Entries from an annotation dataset
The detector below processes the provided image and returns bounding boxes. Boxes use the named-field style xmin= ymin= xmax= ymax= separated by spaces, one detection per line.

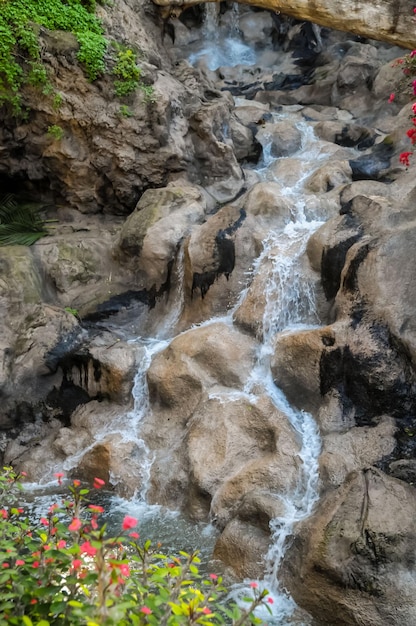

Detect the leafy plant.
xmin=113 ymin=47 xmax=141 ymax=97
xmin=0 ymin=467 xmax=273 ymax=626
xmin=118 ymin=104 xmax=133 ymax=117
xmin=0 ymin=194 xmax=48 ymax=246
xmin=48 ymin=124 xmax=64 ymax=141
xmin=0 ymin=0 xmax=154 ymax=114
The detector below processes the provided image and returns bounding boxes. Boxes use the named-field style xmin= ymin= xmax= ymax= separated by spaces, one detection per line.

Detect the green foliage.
xmin=48 ymin=124 xmax=64 ymax=141
xmin=113 ymin=48 xmax=141 ymax=97
xmin=118 ymin=104 xmax=133 ymax=117
xmin=64 ymin=306 xmax=78 ymax=317
xmin=0 ymin=0 xmax=107 ymax=113
xmin=0 ymin=194 xmax=48 ymax=246
xmin=0 ymin=468 xmax=272 ymax=626
xmin=0 ymin=0 xmax=153 ymax=114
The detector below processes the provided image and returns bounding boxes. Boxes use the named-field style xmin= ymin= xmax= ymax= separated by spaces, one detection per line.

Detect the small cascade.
xmin=202 ymin=2 xmax=220 ymax=44
xmin=186 ymin=2 xmax=256 ymax=70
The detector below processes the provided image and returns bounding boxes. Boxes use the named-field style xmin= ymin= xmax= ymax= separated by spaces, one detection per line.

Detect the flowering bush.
xmin=0 ymin=467 xmax=273 ymax=626
xmin=388 ymin=7 xmax=416 ymax=167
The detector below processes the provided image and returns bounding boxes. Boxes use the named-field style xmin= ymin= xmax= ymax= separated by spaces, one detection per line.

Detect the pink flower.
xmin=140 ymin=606 xmax=152 ymax=615
xmin=68 ymin=517 xmax=82 ymax=532
xmin=120 ymin=563 xmax=130 ymax=576
xmin=399 ymin=152 xmax=413 ymax=167
xmin=88 ymin=504 xmax=104 ymax=513
xmin=122 ymin=515 xmax=137 ymax=530
xmin=201 ymin=606 xmax=212 ymax=615
xmin=54 ymin=472 xmax=65 ymax=485
xmin=93 ymin=476 xmax=105 ymax=489
xmin=80 ymin=541 xmax=97 ymax=556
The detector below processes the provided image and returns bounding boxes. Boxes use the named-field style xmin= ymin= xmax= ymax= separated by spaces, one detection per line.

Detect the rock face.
xmin=0 ymin=0 xmax=242 ymax=214
xmin=153 ymin=0 xmax=416 ymax=48
xmin=284 ymin=469 xmax=416 ymax=626
xmin=0 ymin=0 xmax=416 ymax=626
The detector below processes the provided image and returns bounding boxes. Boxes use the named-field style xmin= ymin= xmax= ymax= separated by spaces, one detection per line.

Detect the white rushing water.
xmin=22 ymin=11 xmax=362 ymax=626
xmin=189 ymin=2 xmax=256 ymax=70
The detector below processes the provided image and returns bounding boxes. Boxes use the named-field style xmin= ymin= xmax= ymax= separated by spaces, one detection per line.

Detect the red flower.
xmin=122 ymin=515 xmax=137 ymax=530
xmin=88 ymin=504 xmax=104 ymax=513
xmin=399 ymin=152 xmax=413 ymax=167
xmin=80 ymin=541 xmax=97 ymax=556
xmin=406 ymin=128 xmax=416 ymax=144
xmin=54 ymin=472 xmax=65 ymax=485
xmin=201 ymin=606 xmax=212 ymax=615
xmin=68 ymin=517 xmax=82 ymax=532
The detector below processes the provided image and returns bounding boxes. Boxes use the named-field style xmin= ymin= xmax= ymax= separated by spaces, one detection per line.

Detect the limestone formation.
xmin=153 ymin=0 xmax=416 ymax=48
xmin=284 ymin=469 xmax=416 ymax=626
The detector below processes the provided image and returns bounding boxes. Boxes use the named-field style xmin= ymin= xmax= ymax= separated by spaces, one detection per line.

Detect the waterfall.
xmin=186 ymin=2 xmax=256 ymax=70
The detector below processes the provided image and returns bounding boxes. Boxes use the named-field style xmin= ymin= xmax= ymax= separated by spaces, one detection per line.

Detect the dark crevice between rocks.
xmin=349 ymin=141 xmax=394 ymax=182
xmin=191 ymin=209 xmax=247 ymax=298
xmin=342 ymin=243 xmax=371 ymax=293
xmin=321 ymin=233 xmax=361 ymax=300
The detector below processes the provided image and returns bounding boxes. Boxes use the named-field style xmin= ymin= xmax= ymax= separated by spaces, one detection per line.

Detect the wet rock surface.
xmin=0 ymin=2 xmax=416 ymax=626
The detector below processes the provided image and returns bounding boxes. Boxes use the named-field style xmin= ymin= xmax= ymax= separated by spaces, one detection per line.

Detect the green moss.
xmin=0 ymin=0 xmax=153 ymax=114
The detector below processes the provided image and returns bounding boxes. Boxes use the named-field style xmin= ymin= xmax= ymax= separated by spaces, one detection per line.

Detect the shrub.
xmin=0 ymin=467 xmax=272 ymax=626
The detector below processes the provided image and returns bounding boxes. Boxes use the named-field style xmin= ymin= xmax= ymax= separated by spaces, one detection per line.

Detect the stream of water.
xmin=22 ymin=8 xmax=360 ymax=625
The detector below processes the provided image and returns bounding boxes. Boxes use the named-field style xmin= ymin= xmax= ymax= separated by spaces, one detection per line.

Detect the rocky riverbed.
xmin=0 ymin=0 xmax=416 ymax=626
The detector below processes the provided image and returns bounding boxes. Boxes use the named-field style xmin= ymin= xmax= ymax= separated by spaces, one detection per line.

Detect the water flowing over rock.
xmin=284 ymin=469 xmax=416 ymax=626
xmin=0 ymin=0 xmax=416 ymax=626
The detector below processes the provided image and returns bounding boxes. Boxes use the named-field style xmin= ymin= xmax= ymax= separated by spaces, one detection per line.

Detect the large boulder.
xmin=283 ymin=468 xmax=416 ymax=626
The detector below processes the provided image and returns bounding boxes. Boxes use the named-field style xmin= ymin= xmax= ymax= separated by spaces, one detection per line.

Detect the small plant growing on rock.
xmin=48 ymin=124 xmax=64 ymax=141
xmin=0 ymin=194 xmax=48 ymax=246
xmin=0 ymin=467 xmax=273 ymax=626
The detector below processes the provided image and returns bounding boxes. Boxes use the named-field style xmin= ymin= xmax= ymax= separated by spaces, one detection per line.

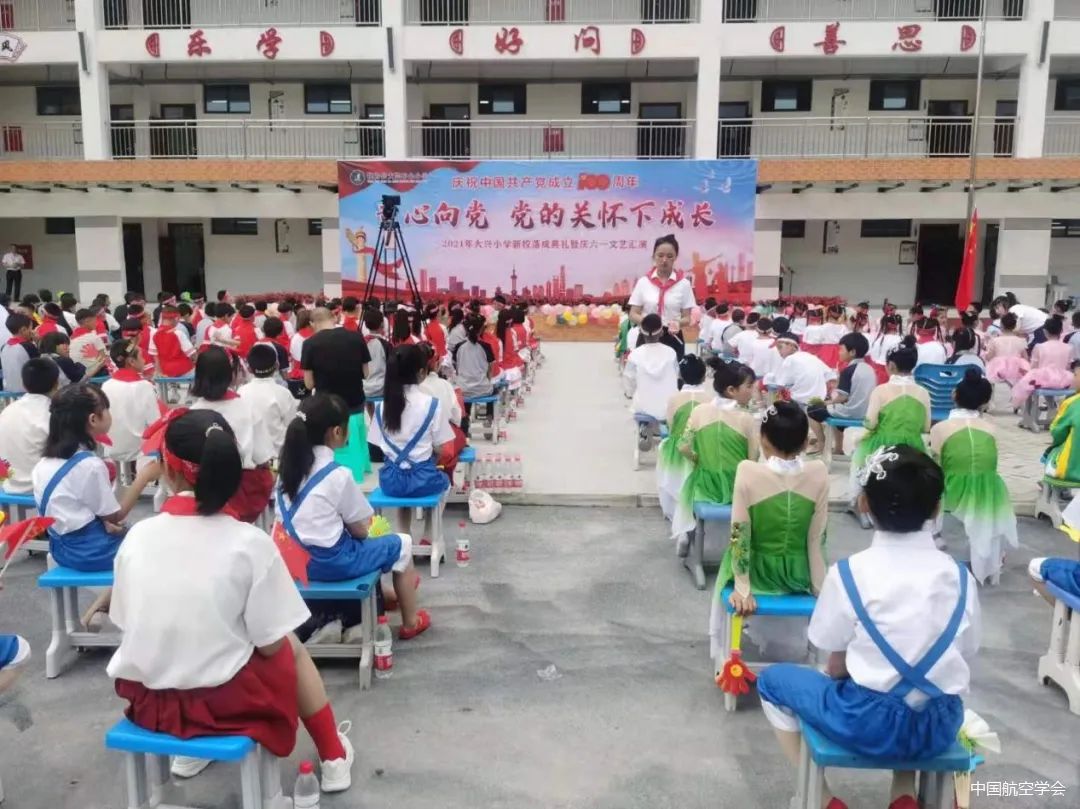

AIM OF THE EXERCISE:
Identify every line in the rows above that contains the word "small" and copy each of those lines.

TASK RESULT:
Detect the small cascade.
Detect the small plant growing on rock.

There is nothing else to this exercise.